#### [Exercise objective]
Pick up the passage on the Knapdale Property's geology and exploration after its last sentence and write what comes next.

#### [Provided passage]
=-=-=

The bedrock geology in the Knapdale Property comprises middle Argyll Group rock sequences of the Easdale and Crinan subgroups that form the apex of the Ardrishaig Anticline. At the Knapdale Property and on the southeastern limb of the Ardrishaig Anticline, the diachronous, Lower Erins Quartzite replaces the upper part of the Ardrishaig Phyllite (both units of the Easdale Subgroup), which in turn is overlain by the Upper Erins Quartzite (Crinan Subgroup). The Lower and Upper Erins Quartzite formations represent a critical stratigraphic boundary within the anticline as the two units are separated by the Stronchullin Phyllite (Easdale Subgroup). The stratigraphy is inverted and generally dips moderately 40[º ] to 60[º ] to the northwest. The interaction of these rheological contrasting rock types, together with structurally complex strata, form a high-strain zone for the development of quartz veins that crop out at several locations within the Knapdale Property.
Exploration
WGE has acquired the rights to all data associated with Lorne Resources 2014- 2018 exploration programs at the Knapdale Property. The exploration work and database detail multiple deep till/soil, stream-sediment, panned concentrate, rock grab and trench rock sample surveys (n=1,059 total samples), a water monitoring program and a 2017- 2018 drill program that drilled 10 drillholes. Collectively, the drill program intersected and cored a total of 1,216.0 m that include 751.5 m at the Stronchullin and 464.5 m at the Ormsary North sub-properties (Stronchullin and Allt Dearg prospects, respectively).

=-=-=

#### [Data shown]
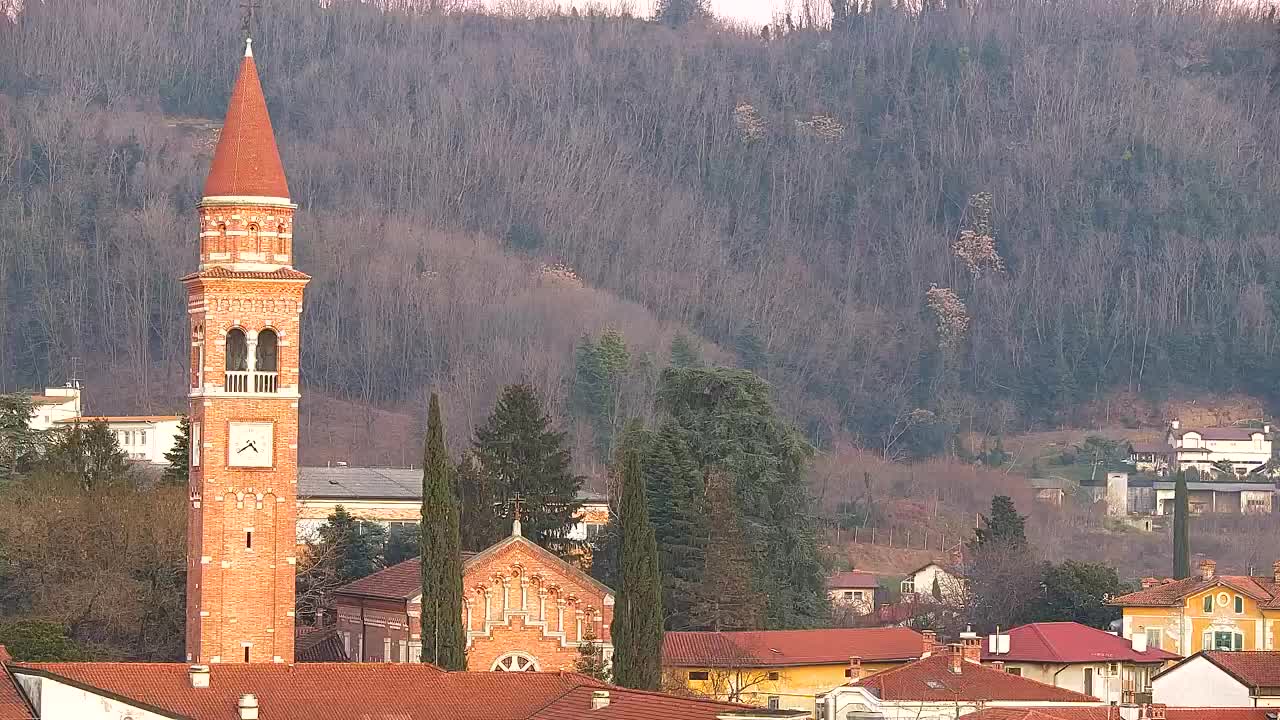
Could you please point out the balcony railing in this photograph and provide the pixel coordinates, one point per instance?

=-=-=

#### [Task result]
Based on the 2014-2016 exploration work, the strongest gold mineralisation occurs in the northern portion of the Knapdale Property at Stronchullin and Allt Dearg as defined by strong multi-element chalcophile element associations. At Stronchullin, a panned concentrate sample PC843452 from the Gleann da Leirg stream yielded: 4 grains of visible gold, 86.2 ppm Au, 16.2 ppm Ag, 96.9 ppm As, 5.7 ppm Bi, 13.1 ppm Sb, 0.26 ppm W and 1.1 ppm Hg. The Au-Ag-As-Bi-Sb anomaly covers an area of approximately 15 km[2] . Rock samples from the Stronchullin mine dumps yielded up to 66.4 g/t Au and 17.9 ppm Ag (sample RC843133) from a massive white, coarse crystalline quartz vein with silica-sericite altered schist slivers, <5% galena, <10% sphalerite, <1% disseminated chalcopyrite and arsenopyrite, and <1% pyrite.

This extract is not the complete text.